• _Required work_
Every line below that holds the string "clicks" must be copied.

= = = = =

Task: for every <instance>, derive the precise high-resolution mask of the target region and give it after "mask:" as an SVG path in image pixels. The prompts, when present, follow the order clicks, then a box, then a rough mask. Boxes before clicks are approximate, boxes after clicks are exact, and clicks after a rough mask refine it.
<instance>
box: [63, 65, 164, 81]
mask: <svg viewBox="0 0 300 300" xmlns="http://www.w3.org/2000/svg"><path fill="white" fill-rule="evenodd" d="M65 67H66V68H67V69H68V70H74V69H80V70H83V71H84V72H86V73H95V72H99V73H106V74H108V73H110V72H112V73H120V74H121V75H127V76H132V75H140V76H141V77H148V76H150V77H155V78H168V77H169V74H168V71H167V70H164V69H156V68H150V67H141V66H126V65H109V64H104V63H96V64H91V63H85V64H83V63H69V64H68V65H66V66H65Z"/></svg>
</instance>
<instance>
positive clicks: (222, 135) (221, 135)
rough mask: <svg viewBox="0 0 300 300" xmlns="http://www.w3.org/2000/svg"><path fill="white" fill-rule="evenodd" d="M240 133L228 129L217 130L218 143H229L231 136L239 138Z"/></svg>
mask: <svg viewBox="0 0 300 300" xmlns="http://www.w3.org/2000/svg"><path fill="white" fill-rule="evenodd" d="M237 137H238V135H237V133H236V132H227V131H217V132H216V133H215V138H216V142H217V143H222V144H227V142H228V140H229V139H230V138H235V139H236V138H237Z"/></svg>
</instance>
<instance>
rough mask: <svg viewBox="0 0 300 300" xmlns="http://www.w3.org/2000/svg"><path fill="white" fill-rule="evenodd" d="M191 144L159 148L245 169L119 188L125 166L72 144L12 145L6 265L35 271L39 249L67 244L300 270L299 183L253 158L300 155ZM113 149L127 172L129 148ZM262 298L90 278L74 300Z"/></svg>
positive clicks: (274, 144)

= = = = =

• _Task result_
Task: for every <instance>, derive the precise high-resolution mask of the target region and give it after "mask:" as an SVG path in image pixels. The prompts, when present, follow the order clicks, then a box, then a rough mask. Boxes before clicks are approximate, boxes after clicks are exact, and clicks after a rough mask refine it.
positive clicks: (222, 135) (221, 135)
positive clicks: (274, 144)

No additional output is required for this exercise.